ASSIGNMENT
Reproduce the records exactly through the line with "reads [[146, 38]].".

[Region pointing data]
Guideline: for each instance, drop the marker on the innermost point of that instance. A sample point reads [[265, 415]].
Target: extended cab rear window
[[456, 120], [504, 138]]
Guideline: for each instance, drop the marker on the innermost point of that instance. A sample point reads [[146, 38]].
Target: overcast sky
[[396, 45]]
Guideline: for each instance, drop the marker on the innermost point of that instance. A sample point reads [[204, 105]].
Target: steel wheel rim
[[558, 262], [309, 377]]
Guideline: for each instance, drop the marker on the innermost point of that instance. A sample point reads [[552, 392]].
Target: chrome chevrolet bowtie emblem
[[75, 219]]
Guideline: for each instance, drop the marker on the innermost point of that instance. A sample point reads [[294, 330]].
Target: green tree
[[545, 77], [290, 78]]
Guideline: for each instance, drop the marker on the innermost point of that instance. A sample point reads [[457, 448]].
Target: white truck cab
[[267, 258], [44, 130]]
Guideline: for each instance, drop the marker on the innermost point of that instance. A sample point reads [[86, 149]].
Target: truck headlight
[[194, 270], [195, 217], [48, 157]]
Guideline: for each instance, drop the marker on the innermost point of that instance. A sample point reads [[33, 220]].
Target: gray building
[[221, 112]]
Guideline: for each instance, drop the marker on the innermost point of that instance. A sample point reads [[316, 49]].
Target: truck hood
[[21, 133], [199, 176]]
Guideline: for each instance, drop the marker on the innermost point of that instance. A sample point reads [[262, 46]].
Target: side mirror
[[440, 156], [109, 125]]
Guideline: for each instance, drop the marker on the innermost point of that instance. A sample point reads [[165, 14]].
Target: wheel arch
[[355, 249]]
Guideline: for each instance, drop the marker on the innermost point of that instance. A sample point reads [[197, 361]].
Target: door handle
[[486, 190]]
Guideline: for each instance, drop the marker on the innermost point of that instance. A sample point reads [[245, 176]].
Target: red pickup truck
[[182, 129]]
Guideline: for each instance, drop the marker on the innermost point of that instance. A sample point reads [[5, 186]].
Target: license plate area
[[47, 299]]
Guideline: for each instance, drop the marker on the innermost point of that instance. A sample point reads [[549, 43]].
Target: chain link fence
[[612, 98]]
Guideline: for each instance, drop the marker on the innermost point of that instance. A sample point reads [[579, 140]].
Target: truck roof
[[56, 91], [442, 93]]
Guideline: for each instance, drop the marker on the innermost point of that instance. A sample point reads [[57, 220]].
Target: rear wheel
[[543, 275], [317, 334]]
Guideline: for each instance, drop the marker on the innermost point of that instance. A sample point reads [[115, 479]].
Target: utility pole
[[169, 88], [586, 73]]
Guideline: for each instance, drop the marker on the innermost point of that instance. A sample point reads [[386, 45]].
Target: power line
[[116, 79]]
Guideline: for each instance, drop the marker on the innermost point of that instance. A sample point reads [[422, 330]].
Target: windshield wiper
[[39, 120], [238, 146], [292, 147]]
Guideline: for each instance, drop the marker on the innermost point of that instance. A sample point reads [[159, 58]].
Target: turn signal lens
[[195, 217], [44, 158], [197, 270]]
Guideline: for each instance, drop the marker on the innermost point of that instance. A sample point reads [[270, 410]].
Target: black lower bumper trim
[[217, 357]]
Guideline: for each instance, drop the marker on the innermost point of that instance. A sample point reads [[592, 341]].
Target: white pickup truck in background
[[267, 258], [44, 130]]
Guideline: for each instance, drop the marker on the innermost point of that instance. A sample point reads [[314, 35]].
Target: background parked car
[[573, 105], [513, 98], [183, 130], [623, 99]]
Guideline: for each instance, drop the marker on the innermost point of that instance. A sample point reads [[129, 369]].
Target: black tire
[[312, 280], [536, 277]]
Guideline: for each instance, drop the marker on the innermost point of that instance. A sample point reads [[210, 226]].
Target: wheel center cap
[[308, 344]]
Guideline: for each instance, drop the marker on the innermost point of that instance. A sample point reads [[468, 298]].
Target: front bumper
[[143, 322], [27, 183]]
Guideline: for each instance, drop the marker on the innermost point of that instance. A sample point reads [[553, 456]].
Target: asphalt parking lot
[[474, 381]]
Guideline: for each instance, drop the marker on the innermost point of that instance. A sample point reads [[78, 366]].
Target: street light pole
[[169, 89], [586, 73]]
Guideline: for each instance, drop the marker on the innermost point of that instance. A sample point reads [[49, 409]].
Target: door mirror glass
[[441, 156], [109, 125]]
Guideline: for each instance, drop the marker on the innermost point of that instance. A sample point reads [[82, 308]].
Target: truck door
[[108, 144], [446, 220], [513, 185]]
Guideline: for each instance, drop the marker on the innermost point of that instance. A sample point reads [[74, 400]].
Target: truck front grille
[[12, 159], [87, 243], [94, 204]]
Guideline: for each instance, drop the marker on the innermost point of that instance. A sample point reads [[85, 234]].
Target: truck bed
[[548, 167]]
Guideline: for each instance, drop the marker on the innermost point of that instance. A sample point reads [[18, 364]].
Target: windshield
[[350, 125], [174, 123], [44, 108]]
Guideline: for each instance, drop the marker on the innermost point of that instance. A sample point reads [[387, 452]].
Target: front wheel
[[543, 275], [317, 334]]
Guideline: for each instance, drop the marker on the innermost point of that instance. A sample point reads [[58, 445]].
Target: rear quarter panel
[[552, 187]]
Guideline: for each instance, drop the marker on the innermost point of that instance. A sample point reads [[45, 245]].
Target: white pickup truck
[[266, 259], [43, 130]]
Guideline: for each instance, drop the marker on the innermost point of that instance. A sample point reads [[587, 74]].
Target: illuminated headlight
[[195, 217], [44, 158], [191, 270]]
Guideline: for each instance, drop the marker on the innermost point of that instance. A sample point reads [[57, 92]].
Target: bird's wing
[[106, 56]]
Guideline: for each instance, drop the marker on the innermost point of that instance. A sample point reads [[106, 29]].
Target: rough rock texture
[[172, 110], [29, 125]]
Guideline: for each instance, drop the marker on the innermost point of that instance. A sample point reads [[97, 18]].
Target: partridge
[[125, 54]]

RESULT
Guideline: for each instance, drop the marker on the innermost point of that instance. A sample point reads [[265, 415]].
Target: extended cab rear window
[[456, 120], [504, 138]]
Guideline: for each instance, drop the marker on the innermost point of that instance. A sample point reads [[146, 38]].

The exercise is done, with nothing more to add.